>>>
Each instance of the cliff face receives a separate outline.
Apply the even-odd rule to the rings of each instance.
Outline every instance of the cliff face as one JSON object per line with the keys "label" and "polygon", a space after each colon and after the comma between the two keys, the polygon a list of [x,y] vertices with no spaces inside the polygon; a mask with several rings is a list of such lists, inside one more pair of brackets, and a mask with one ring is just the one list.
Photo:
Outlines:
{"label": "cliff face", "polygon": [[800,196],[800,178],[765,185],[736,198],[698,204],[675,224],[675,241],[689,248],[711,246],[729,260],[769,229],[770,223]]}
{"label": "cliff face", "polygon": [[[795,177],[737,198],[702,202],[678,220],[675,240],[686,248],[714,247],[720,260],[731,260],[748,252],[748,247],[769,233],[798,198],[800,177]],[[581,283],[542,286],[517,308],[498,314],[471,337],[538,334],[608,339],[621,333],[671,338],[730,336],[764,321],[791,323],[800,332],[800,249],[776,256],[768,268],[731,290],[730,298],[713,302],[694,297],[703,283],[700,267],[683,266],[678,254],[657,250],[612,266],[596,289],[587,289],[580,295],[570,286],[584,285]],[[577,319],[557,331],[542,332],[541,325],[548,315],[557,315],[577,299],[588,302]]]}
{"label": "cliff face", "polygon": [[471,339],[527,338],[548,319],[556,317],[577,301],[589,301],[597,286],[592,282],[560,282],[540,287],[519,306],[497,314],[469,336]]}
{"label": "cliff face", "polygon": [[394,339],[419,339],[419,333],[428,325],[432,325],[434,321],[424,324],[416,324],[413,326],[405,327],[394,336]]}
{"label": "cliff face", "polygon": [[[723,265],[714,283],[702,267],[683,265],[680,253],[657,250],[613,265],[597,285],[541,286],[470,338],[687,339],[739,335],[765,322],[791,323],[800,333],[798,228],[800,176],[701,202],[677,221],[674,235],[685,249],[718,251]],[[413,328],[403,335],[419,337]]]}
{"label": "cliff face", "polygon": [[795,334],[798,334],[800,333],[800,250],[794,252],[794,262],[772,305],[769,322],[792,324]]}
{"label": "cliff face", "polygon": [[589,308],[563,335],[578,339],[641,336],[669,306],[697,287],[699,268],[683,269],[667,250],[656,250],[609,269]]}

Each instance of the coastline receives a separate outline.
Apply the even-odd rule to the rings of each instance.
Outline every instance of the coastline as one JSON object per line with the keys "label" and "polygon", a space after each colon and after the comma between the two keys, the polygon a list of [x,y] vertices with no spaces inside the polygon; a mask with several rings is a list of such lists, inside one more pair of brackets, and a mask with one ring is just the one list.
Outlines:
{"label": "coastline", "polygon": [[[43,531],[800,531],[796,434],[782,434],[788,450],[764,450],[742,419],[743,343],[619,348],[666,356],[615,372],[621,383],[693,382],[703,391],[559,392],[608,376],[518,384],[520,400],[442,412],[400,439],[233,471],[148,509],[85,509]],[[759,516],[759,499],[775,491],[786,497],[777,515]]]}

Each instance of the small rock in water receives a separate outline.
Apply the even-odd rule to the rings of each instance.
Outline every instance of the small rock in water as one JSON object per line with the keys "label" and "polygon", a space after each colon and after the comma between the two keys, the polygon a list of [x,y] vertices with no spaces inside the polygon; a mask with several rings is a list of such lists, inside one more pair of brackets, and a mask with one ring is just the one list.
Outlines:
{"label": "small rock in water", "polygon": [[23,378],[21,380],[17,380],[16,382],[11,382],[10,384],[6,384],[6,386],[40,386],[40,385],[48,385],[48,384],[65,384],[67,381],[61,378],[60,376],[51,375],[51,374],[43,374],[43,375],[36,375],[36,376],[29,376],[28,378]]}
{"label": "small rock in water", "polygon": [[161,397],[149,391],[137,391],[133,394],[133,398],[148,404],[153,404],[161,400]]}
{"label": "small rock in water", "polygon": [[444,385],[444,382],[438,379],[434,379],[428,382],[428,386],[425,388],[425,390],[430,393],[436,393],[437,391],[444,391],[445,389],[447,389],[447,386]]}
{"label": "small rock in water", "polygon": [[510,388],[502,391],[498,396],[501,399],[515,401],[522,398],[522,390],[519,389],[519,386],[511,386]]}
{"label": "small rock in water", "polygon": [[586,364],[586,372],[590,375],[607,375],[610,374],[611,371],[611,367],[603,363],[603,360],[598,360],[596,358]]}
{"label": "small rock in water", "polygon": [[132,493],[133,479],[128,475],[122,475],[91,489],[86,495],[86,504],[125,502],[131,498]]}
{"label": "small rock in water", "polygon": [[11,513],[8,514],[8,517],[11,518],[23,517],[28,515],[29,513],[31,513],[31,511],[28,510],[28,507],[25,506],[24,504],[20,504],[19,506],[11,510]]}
<<<
Work to be completed: Please arrange the lines above, from the line containing "Each instance of the small" up to and including the final line, as a Markdown table with the columns Row and Line, omitting blank lines.

Task response:
| Row | Line |
|---|---|
| 1 | Each instance of the small rock in water receives a separate outline. |
| 2 | Apply the even-odd rule to the rings of each instance. |
| 3 | Outline every instance of the small rock in water as one JSON object per line with the keys "label" and "polygon", a space after each colon and after the comma between the two keys, the polygon a list of [x,y] vertices with no spaces inside the polygon; a mask with several rings is a list of such lists, inside one more pair of brackets, and a mask with one ring is just the one list. |
| 4 | Outlines: |
| 5 | {"label": "small rock in water", "polygon": [[23,378],[21,380],[17,380],[16,382],[11,382],[10,384],[6,384],[6,386],[40,386],[40,385],[48,385],[48,384],[65,384],[67,381],[61,378],[60,376],[51,375],[51,374],[43,374],[43,375],[36,375],[36,376],[29,376],[28,378]]} |
| 6 | {"label": "small rock in water", "polygon": [[161,397],[149,391],[137,391],[133,394],[133,398],[148,404],[153,404],[161,400]]} |
| 7 | {"label": "small rock in water", "polygon": [[444,385],[444,382],[438,379],[434,379],[428,382],[428,386],[425,388],[425,390],[430,393],[436,393],[437,391],[444,391],[445,389],[447,389],[447,386]]} |
| 8 | {"label": "small rock in water", "polygon": [[510,388],[502,391],[498,396],[501,399],[515,401],[522,398],[522,390],[519,389],[519,386],[511,386]]} |
| 9 | {"label": "small rock in water", "polygon": [[586,364],[586,372],[590,375],[607,375],[610,374],[611,371],[611,367],[603,363],[603,360],[598,360],[596,358]]} |
| 10 | {"label": "small rock in water", "polygon": [[132,493],[133,479],[128,475],[122,475],[91,489],[86,495],[86,504],[125,502],[131,498]]} |
| 11 | {"label": "small rock in water", "polygon": [[11,513],[8,514],[8,517],[11,518],[23,517],[28,515],[29,513],[31,513],[31,511],[28,510],[28,507],[25,506],[24,504],[20,504],[19,506],[11,510]]} |